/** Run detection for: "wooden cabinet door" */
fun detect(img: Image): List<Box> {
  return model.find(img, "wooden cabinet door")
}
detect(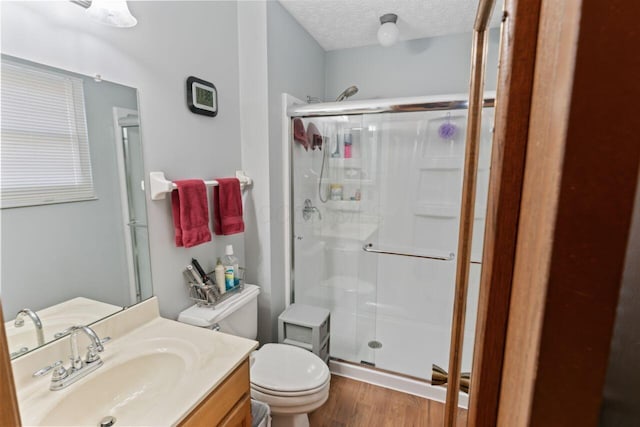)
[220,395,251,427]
__________________________________________________
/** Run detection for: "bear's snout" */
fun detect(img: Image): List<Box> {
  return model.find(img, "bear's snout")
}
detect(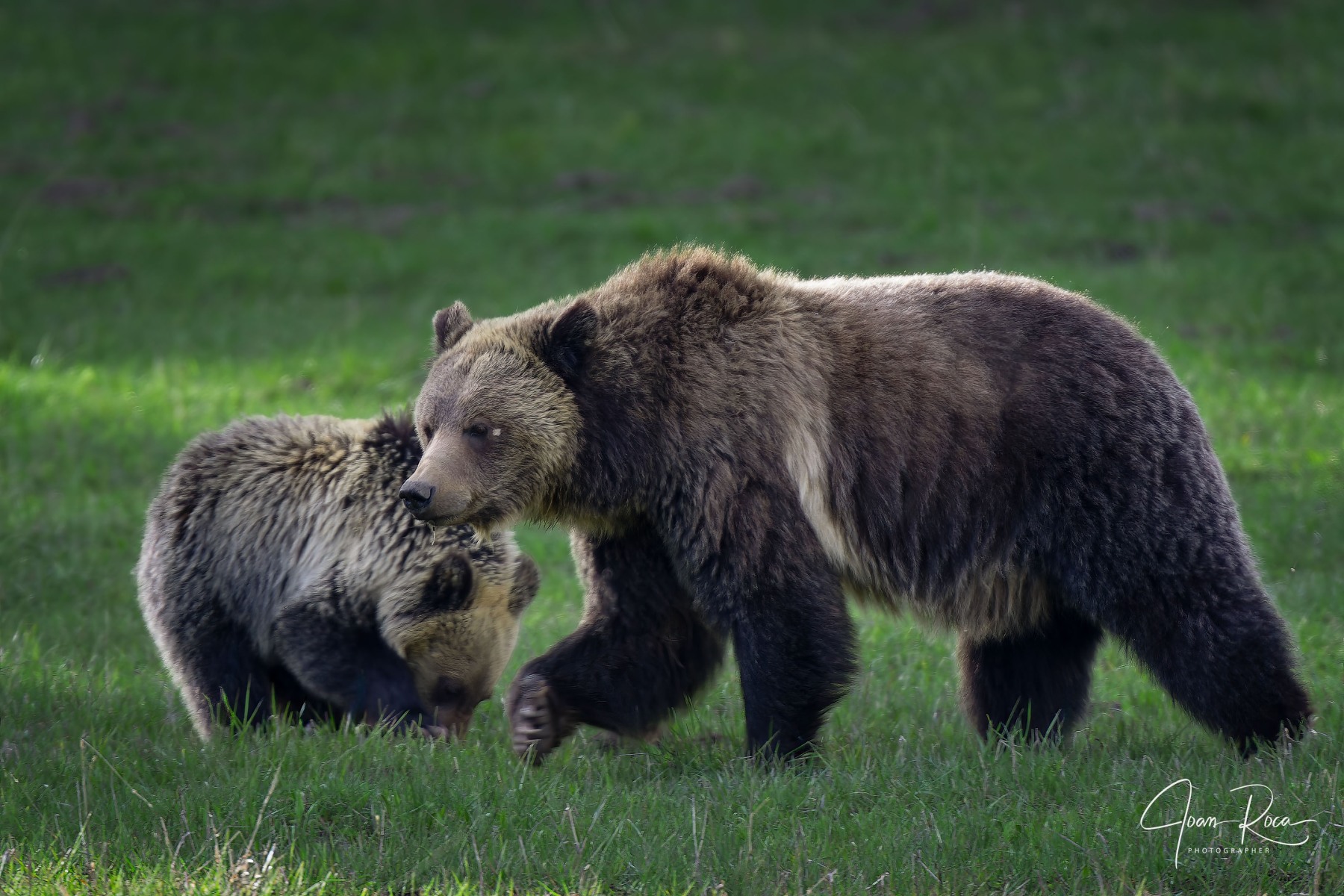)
__________________________________________________
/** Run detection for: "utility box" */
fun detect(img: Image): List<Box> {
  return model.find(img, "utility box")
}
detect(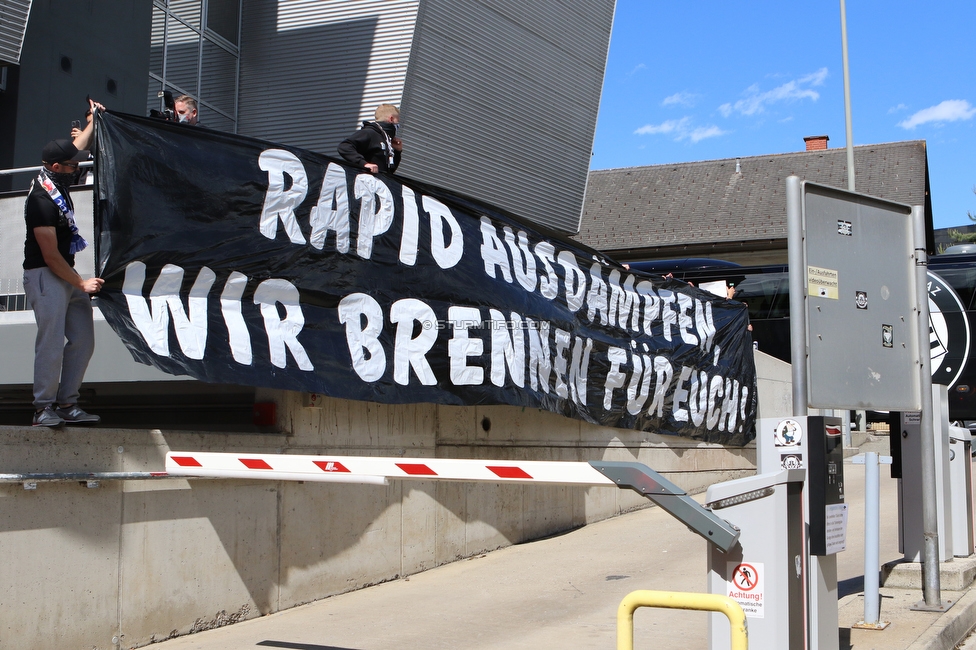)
__________________________________________________
Extract every line of the records above that contains the word "cabinet".

*Worked solution*.
/** Run detection for: "wooden cabinet door" */
  return model.find(img, "wooden cabinet door")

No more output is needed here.